# Angeln im Mossø



## barchetta666 (23. Mai 2006)

Hallo Leute,
hat schonmal jemand von Euch im Mossø in Dänemark geangelt? Ich fahre am 10.06.06 an die Ostseite des Mossø´s. Was kann man da angeln?


----------



## FunWorld (23. Mai 2006)

*AW: Angeln im Mossø*

Hallo,

ich weiß von Barsch, Aal, Zander und Hecht. Angeblich Seeforellen.

Weitere Infos findest Du hier:http://www.angler-online.anglerwebs.de/forum/viewtopic.php?t=55&postdays=0&postorder=asc&start=0

und hier mit Artenübersicht:http://www.sportsfiskeren.dk/info/fiskevand/Aarhus_Amt/mossoe/

oder hier:http://www.cofman.de/danemark/aktivitaten/angelgewasser/nordjutland/angeln-in-mossoe.html

evtl. aktuelle Fangberichte hier:http://www.fangster.dk/default.asp?mode=rapporter&menu=Forside&mode2=fangstdato&kategori=S%F8%2FMosefiskeri&orderby=fangstdato+DESC&vaelg=05

Ich hoffe ich konnte Dir etwas helfen!?

Gruß

FunWorld :g


----------



## MefoProf (24. Mai 2006)

*AW: Angeln im Mossø*

So weit ich weiss, kann man im Mossø nur von dem Campingplatz (wenn man dort übernachtet) und zwei öffentlich zugänglichen Stellen (frei) fischen. Diese findest du hier http://www.friluftskortet.dk/details.asp?list=11,112&showmap=true&QueryString=num%3D1%26cat%3D104%26ft%3D11%5F104%252C%2B7%5F104%26d103%3D103%26showmap%3Dtrue%26amt%3D226%26CenterMapX%3D11%252C8916109610421%26CenterMapY%3D56%252C2550032291441%26OldZoomLevel%3D0%26dynX%3D%26dynY%3D%26klik%3DRadio0%26zoomlevel%3D0%26SM%5FFrifiskerier%3Don%26SM%5FBetalingsfiskerier%3Don%26dyn%2Ex%3D80%26dyn%2Ey%3D164&temaid=&tema=False


----------



## barchetta666 (2. Juli 2006)

*AW: Angeln im Mossø*

Hi Leute,

wollte Euch mal berichten was so in Mossø ging.

GEGEBENE DATENSÄTZE:
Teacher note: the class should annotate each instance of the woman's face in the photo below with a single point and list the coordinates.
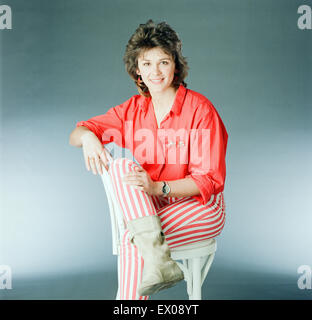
(156, 69)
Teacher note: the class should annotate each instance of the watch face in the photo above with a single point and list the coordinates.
(166, 189)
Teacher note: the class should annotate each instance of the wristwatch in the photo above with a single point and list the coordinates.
(165, 189)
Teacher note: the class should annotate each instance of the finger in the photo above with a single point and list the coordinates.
(86, 160)
(104, 159)
(92, 165)
(98, 165)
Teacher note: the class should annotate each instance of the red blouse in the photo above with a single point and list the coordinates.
(191, 141)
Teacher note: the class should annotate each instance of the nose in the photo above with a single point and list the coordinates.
(155, 69)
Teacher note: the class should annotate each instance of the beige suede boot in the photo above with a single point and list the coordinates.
(160, 271)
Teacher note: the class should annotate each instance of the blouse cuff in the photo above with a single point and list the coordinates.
(91, 127)
(205, 187)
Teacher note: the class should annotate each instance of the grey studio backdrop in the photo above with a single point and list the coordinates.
(62, 62)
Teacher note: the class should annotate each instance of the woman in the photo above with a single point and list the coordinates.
(175, 196)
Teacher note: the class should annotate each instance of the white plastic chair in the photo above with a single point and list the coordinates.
(196, 257)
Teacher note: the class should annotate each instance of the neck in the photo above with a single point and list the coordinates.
(164, 100)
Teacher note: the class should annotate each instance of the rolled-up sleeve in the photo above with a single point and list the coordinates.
(107, 127)
(208, 143)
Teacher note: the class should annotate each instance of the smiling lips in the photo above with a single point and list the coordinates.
(156, 81)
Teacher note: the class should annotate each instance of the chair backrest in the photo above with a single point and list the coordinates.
(117, 222)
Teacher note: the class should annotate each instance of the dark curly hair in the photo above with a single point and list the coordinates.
(148, 36)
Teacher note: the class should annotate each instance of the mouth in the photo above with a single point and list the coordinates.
(157, 81)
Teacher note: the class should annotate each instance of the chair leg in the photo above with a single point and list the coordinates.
(118, 272)
(196, 279)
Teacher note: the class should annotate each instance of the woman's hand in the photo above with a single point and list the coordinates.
(141, 180)
(94, 153)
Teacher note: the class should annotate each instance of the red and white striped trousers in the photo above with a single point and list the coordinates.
(184, 220)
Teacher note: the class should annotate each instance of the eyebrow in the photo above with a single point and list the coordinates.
(159, 59)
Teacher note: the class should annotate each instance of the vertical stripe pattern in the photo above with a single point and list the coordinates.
(184, 220)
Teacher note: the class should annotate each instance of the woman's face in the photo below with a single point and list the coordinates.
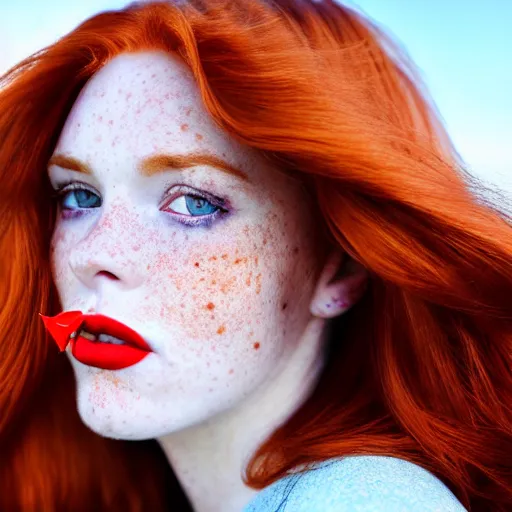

AUFGABEN:
A. Gib aus dem Text zum Angeln im Mossø den Abschnitt von "So weit ich" bis "in Mossø ging." wortgetreu aus.
B. An welchem Tag will barchetta666 laut dem Text zum Angeln im Mossø an den See fahren?
C. Übersetze diesen Satz aus dem Text zum Angeln im Mossø ins Englische: "So weit ich weiss, kann man im Mossø nur von dem Campingplatz (wenn man dort übernachtet) und zwei öffentlich zugänglichen Stellen (frei) fischen."

ERWARTETE ANTWORTEN:
A.
So weit ich weiss, kann man im Mossø nur von dem Campingplatz (wenn man dort übernachtet) und zwei öffentlich zugänglichen Stellen (frei) fischen. Diese findest du hier http://www.friluftskortet.dk/details.asp?list=11,112&showmap=true&QueryString=num%3D1%26cat%3D104%26ft%3D11%5F104%252C%2B7%5F104%26d103%3D103%26showmap%3Dtrue%26amt%3D226%26CenterMapX%3D11%252C8916109610421%26CenterMapY%3D56%252C2550032291441%26OldZoomLevel%3D0%26dynX%3D%26dynY%3D%26klik%3DRadio0%26zoomlevel%3D0%26SM%5FFrifiskerier%3Don%26SM%5FBetalingsfiskerier%3Don%26dyn%2Ex%3D80%26dyn%2Ey%3D164&temaid=&tema=False


----------



## barchetta666 (2. Juli 2006)

*AW: Angeln im Mossø*

Hi Leute,

wollte Euch mal berichten was so in Mossø ging.

B. Am 10.06.06.

C. As far as I know, you can only fish in Mossø from the campground (if you stay there overnight) and from two publicly accessible spots (free of charge).